**Document text**
——————

How moving slower allows groups of bacteria to spread across surfaces

Researchers from the University of Sheffield and the University of Oxford studied Pseudomonas aeruginosa, a species of bacteria responsible for deadly lung infections, which moves across surfaces using tiny grappling hook-like appendages called pili. Similar to the fable of the tortoise and the hare, they found that bacteria engineered to individually move faster actually lost the race against slower strains when moving in densely packed groups.

Using a combination of genetics, mathematics, and sophisticated tracking algorithms that can simultaneously follow the movement of tens of thousands of cells, the researchers demonstrated that collisions between the fast-moving bacteria cause them to rotate vertically and get stuck.

In contrast, slower-moving cells remain lying down, allowing them to keep moving. The slower-moving cells therefore win the race into new territory, acquire more nutrients, and ultimately outcompete the faster moving cells. This research suggests that bacteria have evolved slow, restrained movement to benefit the group as a whole, rather than individual cells.

The findings have been published in the journal Nature Physics.

Dr William Durham, a Lecturer in Biological Physics at the University of Sheffield, said: "We routinely experience gridlock in our own lives while traveling by foot or in cars. These traffic jams often occur because individuals have prioritised their own movement over that of their neighbours. In contrast, bacteria have evolved to move carefully and effectively in crowds, likely because their neighbours tend to be genetically identical, so there is no conflict of interest. Bacteria accomplish this by moving more slowly than their top speed."

To understand these phenomena, the researchers used a theory that was originally developed to study materials known as liquid crystals.

Dr Oliver Meacock, a postdoctoral researcher at the University of Sheffield and lead author of the study, said: "Liquid crystals are everywhere around us, from smartphone screens to mood rings. Although we initially didn't expect that the mathematical tools developed to understand these human-made materials could be applied to living systems, our findings show that they can also shed light on the challenges faced by microbes."

Patterns of collective movement that occur in flocks of birds and schools of fish have long been a source of fascination to onlookers. This new research shows that similarly spectacular forms of collective movement also occur in the microscopic world.

——————

**Records taken from a dataset**
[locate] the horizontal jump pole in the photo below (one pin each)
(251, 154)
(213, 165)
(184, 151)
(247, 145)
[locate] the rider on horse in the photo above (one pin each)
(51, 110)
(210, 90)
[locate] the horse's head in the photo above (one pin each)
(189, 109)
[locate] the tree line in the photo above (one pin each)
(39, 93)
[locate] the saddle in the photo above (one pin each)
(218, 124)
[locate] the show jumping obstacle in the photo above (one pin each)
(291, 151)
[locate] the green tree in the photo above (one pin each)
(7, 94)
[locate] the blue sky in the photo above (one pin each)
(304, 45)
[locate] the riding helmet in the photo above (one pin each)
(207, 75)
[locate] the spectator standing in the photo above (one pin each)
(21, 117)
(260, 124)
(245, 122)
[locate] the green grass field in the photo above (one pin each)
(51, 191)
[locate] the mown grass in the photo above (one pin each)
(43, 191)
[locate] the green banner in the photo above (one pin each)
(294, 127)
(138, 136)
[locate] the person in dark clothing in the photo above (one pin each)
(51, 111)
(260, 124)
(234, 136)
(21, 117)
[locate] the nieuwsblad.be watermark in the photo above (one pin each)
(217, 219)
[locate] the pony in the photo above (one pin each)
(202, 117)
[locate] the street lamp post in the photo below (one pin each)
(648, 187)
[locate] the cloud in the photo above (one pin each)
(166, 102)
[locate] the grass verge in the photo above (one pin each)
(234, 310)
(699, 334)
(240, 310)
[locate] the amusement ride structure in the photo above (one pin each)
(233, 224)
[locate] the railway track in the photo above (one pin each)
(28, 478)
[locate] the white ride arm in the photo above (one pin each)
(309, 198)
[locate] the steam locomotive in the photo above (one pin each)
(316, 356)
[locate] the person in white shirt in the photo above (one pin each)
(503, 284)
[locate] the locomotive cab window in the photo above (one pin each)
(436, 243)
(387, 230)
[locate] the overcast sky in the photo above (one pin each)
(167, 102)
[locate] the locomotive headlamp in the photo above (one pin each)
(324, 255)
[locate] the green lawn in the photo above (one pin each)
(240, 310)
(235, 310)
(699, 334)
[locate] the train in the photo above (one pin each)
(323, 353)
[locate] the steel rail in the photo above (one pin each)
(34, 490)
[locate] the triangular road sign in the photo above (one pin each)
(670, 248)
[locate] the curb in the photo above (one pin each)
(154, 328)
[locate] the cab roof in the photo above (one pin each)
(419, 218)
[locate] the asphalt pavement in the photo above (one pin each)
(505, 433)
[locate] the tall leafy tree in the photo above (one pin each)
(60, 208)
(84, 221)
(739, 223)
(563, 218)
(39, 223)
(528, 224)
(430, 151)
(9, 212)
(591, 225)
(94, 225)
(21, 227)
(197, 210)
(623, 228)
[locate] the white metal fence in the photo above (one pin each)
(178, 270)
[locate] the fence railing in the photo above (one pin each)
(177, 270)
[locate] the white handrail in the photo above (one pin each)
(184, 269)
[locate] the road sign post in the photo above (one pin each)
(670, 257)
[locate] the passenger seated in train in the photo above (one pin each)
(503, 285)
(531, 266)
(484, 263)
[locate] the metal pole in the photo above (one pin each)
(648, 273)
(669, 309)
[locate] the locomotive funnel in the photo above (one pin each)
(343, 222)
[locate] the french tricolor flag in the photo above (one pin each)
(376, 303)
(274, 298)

——————

According to the article on bacterial movement above, what makes the faster-moving bacteria get stuck when they are in densely packed groups?

Collisions between the fast-moving bacteria cause them to rotate vertically and get stuck.